_What you have to do_.
Please count the lines in the material below that contain the string "background", with case counting, and give only that number.

Stored entries:
++++++++++++++++++++
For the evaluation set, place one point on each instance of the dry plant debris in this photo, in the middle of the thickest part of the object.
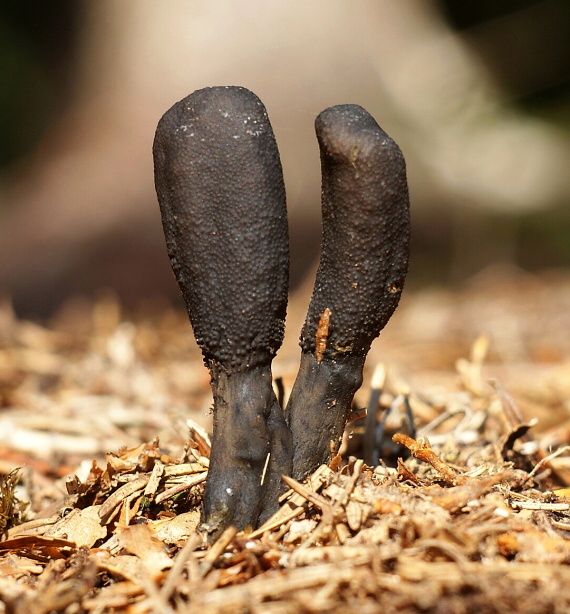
(477, 519)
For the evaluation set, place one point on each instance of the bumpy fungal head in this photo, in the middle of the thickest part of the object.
(366, 231)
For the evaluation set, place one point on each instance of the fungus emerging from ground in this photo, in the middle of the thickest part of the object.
(220, 187)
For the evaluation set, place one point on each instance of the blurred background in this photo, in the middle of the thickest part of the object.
(477, 94)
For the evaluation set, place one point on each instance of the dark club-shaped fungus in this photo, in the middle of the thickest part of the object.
(220, 188)
(364, 260)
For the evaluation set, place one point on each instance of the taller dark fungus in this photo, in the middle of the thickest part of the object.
(220, 188)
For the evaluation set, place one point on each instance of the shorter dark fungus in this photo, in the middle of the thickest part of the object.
(220, 188)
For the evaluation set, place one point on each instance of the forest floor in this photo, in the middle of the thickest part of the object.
(104, 454)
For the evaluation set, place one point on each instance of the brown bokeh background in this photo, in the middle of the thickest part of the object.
(477, 94)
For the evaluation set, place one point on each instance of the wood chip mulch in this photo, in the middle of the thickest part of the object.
(103, 468)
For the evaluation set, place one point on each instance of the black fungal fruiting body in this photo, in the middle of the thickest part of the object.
(364, 260)
(220, 187)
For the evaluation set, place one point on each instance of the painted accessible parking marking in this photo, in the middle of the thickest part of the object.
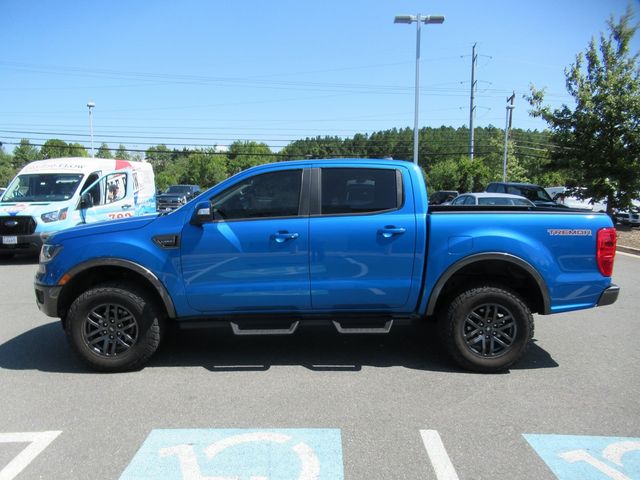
++++++++++++++++++++
_Written solution_.
2